- WRITTEN PROBLEM -
State how many lines of the listing below contain the string "results", matching case exactly. Reply with the number alone.

- Stored records -

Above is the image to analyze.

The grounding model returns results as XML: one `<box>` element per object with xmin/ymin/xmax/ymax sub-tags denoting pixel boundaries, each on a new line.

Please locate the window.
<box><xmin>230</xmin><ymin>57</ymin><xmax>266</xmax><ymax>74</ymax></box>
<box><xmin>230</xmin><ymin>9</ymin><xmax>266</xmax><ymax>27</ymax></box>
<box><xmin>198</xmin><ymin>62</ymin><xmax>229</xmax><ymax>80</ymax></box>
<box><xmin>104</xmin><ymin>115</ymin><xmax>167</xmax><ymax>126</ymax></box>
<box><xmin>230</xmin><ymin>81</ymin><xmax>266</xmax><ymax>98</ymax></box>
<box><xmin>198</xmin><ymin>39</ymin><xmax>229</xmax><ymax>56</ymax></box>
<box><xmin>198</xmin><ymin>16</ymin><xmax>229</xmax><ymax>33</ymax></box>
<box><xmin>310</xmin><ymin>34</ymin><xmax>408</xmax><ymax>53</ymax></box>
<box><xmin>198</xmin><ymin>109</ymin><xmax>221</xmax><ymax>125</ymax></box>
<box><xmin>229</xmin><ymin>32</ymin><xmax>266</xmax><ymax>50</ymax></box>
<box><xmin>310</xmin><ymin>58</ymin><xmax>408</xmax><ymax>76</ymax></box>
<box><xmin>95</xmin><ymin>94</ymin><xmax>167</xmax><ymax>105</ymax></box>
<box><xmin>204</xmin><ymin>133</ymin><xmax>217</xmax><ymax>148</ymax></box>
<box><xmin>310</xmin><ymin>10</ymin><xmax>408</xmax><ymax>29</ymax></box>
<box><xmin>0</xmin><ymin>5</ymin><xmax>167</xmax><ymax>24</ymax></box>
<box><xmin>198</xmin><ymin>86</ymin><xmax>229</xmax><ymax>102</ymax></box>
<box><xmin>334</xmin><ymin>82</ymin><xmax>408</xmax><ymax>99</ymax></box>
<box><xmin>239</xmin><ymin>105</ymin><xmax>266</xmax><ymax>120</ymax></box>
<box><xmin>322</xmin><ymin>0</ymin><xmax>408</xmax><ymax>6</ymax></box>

- THE COMPLETED TASK -
1